> INSTRUCTIONS TO FOLLOW
Every line below that has the string "this" needs to be copied.

START RECORD EXCERPTS

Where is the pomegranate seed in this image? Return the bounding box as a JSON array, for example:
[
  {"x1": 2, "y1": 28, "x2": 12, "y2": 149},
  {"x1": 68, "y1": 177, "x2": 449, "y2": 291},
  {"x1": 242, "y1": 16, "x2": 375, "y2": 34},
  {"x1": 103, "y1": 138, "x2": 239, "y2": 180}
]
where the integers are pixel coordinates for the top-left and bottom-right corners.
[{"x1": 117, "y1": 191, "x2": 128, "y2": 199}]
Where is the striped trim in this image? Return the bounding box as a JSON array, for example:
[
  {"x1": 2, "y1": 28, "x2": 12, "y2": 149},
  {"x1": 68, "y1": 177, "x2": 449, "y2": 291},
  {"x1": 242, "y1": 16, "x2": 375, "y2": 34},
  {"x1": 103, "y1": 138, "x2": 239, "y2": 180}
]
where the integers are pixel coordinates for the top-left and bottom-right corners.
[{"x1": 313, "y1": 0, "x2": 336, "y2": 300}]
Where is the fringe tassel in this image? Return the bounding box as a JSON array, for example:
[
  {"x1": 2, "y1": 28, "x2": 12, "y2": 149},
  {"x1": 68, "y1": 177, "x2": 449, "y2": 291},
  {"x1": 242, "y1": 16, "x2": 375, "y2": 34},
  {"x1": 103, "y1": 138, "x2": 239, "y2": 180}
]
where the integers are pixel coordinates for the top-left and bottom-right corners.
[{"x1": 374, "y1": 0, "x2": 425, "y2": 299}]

END RECORD EXCERPTS

> SOLVED EXERCISE
Where is the pomegranate seed in this image? Return the bounding box as a JSON array, for example:
Where is the striped trim in this image? Return the bounding box as a JSON array, for example:
Where is the fringe tassel in this image? Return the bounding box as a JSON array, for example:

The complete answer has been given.